[TUGAS]
Lanjutkan tulisan tentang relasi, uang, dan kebahagiaan di bawah ini, dimulai tepat setelah kalimat terakhirnya.

[TEKS DITAMPILKAN]
━━━━
Namun, perlu dicatat bahwa dalam membangun relasi, yang penting adalah kualitasnya, bukan kuantitasnya. Kita tidak perlu memiliki banyak relasi namun kualitas relasi tersebut tidak mendukung munculnya ketenangan dan kedamaian dalam hidup. Relasi dengan pasangan amat menetukan kebahagiaan seseorang karena pasangan adalah orang yang paling dekat dalam pergaulan sehari-hari.
Dibutuhkan komitmen kuat, pengertian, kesabaran, cinta-kasih, dan tanggungjawab bersama untuk menjalin relasi yang hangat, akrab, intens dan bermakna dengan pasangan. Memang tidak mudah, tapi tidak sedikit di antara kita berhasil membangun relasi demikian, bahkan mempertahankannya sampai ajal menjemput.

Penelitian itu juga mengungkapkan berbagai perilaku yang dapat membuat seseorang bahagia, di antaranya: selalu berbuat baik, banyak bersyukur, mudah memaafkan, ringan tangan memberi pertolongan dan tidak dendam. Kelihatannya sangat mudah, tapi dalam prakteknya sangat sulit. Perilaku baik tersebut harus dibiasakan agar mentradisi dalam kehidupan kita.

Lalu, adakah uang membuat manusia bahagia? Pada awalnya uang berkorelasi positif dengan kebahagiaan seseorang. Orang sulit bahagia manakala kebutuhan dasarnya tidak terpenuhi. Tetapi, jika uang sudah berlebih, faktanya uang tidak banyak memengaruhi kebahagiaan seseorang. Kecuali jika uang banyak itu digunakan untuk kepentingan sosial maka kebajikan ini menyumbang rasa bahagia. Itulah sebabnya semakin banyak orang kaya menyumbangkan hartanya untuk kepentingan sosial dan menolong kelompok miskin, marginal dan rentan serta untuk perbaikan lingkungan. Sebab, perilaku berbagi dengan orang lain akan menimbulkan rasa bahagia.
━━━━
[DATA TERSIMPAN]
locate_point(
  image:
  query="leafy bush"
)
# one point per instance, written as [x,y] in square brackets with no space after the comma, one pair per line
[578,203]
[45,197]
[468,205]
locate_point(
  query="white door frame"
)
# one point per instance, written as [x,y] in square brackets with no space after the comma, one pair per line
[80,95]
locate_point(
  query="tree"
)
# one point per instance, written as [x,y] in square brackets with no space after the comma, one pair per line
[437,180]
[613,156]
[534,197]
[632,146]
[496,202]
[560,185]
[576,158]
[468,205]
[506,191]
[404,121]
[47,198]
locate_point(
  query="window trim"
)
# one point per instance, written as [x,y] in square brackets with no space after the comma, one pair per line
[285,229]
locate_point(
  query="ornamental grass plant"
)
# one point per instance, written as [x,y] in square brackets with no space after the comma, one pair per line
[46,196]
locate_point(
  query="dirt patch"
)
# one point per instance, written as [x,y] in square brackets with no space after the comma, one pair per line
━━━━
[HASIL LATIHAN]
Sejak tahun 2012, Badan Internasional PBB mengembangkan sebuah cara mengukur tingkat kebahagiaan manusia melalui WHI (World Happiness Index). Indeks ini bukan hanya mengukur kemajuan ekonomi, melainkan juga mengukur hal lain di luar ekonomi, seperti social support, level of trust, freedom of choice, good governance, dan human rights. Pengukuran ini lalu dikenal dengan indeks kebahagiaan manusia.

Menarik disimak bahwa dari tahun 2012 s/d 2016 negara Denmark menempati urutan pertama dari tiga negara yang penduduknya paling bahagia, yaitu Switzerland, Iceland dan Norwegia. Mengapa Denmark? Sejumlah penelitian menemukan paling tidak ada delapan keunggulan Denmark. Pertama, masyarakatnya memiliki kualitas kehidupan sosial yang sangat hangat. Kedua, masyarakatnya memiliki tingkat trust (rasa percaya) yang sangat tinggi. Ketiga, masyarakatnya sangat memperhatikan kehidupan keluarga. Buktinya, jika seorang isteri melahirkan, maka bukan hanya isteri yang mendapatkan cuti, melainkan suami pun mendapatkan cuti selama 4 bulan. Bahkan kini, masyarakatnya memperjuangkan cuti selama setahun dengan alasan agar orang tua memiliki waktu yang cukup untuk mengasuh dan mendidik anak secara optimal dan berkualitas.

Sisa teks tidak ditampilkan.